TASKS TO CARRY OUT:
**a.** List every dollar amount given in the article on Alabama legislators' pay.
**b.** Translate this sentence from the article on Alabama legislators' pay into Spanish: "Lawmakers don’t earn more during sessions, but they are compensated for travel costs."
**c.** Duplicate the passage of the article on Alabama legislators' pay starting at "The 2012 voter-approved" and ending at "and from Montgomery.".

By MARY SELL, Alabama Daily News
Members of the Alabama Legislature will get a 3.76% raise on Jan.1, bringing the 140 lawmakers’ annual pay to $51,734.
With the $1,873 increase, legislators’ pay has increased by $8,885 since 2015 when a constitutional amendment went into effect tying their salaries to the state’s median household income.
Next year’s pay bump reflects the 2019 median household income, according to the Alabama Department of Personnel. That means any COVID-19-caused decrease in household income this year could show up in lawmakers’ pay in 2022.
The 2012 voter-approved amendment was initially a pay cut for many lawmakers, putting their salaries at $42,849 in 2015. Since then, they’ve had five raises and one slight pay decrease.
Republicans who pushed the constitutional amendment said it would save the state money and take politics out of their pay. If the state prospers, they get paid more; if it doesn’t, they don’t.
Alabama’s lawmakers are considered a “hybrid” legislature – not full-time, but more than part-time. They do most of their legislating during a regular session once a year, meeting usually three days a week for 15 weeks. The 2020 session was cut short by Coronavirus precautions.
Lawmakers don’t earn more during sessions, but they are compensated for travel costs.
The amendment allows most lawmakers to be reimbursed more for travel to and from Montgomery.

(Natural language region descriptions)
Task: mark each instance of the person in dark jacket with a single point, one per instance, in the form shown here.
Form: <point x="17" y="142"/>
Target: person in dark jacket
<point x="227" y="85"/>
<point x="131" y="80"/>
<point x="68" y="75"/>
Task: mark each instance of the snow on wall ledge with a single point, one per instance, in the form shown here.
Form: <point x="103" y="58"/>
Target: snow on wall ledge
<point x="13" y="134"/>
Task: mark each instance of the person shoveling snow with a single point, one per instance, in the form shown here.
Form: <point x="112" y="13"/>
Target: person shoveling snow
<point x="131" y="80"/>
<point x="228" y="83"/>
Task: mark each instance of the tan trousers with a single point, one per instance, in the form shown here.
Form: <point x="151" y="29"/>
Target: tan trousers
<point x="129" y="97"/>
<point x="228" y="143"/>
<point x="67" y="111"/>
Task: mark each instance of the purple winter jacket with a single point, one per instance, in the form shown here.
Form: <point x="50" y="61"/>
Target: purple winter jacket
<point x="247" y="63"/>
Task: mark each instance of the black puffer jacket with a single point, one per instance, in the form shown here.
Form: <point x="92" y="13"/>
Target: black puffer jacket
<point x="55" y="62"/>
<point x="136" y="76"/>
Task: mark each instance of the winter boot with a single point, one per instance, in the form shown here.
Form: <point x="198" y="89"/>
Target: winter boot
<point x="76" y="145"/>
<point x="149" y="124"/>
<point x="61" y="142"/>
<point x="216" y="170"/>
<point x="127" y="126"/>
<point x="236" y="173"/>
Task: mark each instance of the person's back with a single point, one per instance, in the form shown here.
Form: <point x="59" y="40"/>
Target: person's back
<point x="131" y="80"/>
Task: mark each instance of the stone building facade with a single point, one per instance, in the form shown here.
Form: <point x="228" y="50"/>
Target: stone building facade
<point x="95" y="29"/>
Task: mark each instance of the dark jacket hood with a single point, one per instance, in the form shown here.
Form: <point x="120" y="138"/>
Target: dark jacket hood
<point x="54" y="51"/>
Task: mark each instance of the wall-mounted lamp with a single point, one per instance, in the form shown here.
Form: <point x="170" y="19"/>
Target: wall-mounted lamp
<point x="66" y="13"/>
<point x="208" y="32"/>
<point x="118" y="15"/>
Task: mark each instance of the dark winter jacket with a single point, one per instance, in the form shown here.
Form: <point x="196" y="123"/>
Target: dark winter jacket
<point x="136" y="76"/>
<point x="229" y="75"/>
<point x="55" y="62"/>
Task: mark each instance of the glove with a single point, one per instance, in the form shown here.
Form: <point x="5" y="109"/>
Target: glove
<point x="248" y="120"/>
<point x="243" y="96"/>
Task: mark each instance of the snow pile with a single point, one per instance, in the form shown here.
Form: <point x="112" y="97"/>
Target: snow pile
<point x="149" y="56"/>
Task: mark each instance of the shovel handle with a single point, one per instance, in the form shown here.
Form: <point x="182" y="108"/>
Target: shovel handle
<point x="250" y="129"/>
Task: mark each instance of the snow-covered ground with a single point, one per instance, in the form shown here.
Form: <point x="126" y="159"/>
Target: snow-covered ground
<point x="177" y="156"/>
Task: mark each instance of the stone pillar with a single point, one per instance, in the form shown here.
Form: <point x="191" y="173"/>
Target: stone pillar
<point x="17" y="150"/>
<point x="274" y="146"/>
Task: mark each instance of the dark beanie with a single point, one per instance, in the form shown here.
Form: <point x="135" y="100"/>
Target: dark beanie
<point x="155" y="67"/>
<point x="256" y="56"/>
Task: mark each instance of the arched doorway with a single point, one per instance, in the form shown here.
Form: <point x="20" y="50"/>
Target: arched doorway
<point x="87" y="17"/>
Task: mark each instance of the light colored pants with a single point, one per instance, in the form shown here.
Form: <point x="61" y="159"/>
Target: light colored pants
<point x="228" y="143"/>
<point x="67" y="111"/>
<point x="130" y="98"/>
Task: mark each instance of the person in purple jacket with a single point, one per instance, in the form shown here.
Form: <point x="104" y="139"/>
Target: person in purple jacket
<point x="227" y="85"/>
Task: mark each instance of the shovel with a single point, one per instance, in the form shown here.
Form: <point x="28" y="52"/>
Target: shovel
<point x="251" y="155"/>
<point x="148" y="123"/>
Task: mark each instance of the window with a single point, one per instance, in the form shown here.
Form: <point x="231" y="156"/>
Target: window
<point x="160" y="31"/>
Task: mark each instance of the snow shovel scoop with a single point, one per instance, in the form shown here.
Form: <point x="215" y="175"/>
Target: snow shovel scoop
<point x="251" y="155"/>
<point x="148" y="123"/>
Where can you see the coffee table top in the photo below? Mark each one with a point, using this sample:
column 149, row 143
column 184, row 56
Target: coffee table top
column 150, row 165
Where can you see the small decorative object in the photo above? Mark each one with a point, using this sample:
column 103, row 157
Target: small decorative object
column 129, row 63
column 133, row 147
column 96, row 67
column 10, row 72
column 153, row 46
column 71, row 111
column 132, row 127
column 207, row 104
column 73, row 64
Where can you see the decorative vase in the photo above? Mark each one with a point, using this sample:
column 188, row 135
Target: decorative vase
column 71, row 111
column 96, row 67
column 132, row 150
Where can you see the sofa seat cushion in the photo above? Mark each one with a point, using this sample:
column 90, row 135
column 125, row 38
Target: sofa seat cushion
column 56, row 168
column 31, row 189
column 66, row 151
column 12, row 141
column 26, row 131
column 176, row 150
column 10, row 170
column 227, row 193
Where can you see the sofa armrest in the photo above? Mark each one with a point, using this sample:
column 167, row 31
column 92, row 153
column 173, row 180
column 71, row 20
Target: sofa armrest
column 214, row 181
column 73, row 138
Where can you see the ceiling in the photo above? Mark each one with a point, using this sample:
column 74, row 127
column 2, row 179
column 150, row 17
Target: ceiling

SOLUTION LIST:
**a.**
$51,734
$1,873
$8,885
$42,849

**b.** Los legisladores no ganan más durante las sesiones, pero se les compensan los gastos de viaje.

**c.**
The 2012 voter-approved amendment was initially a pay cut for many lawmakers, putting their salaries at $42,849 in 2015. Since then, they’ve had five raises and one slight pay decrease.
Republicans who pushed the constitutional amendment said it would save the state money and take politics out of their pay. If the state prospers, they get paid more; if it doesn’t, they don’t.
Alabama’s lawmakers are considered a “hybrid” legislature – not full-time, but more than part-time. They do most of their legislating during a regular session once a year, meeting usually three days a week for 15 weeks. The 2020 session was cut short by Coronavirus precautions.
Lawmakers don’t earn more during sessions, but they are compensated for travel costs.
The amendment allows most lawmakers to be reimbursed more for travel to and from Montgomery.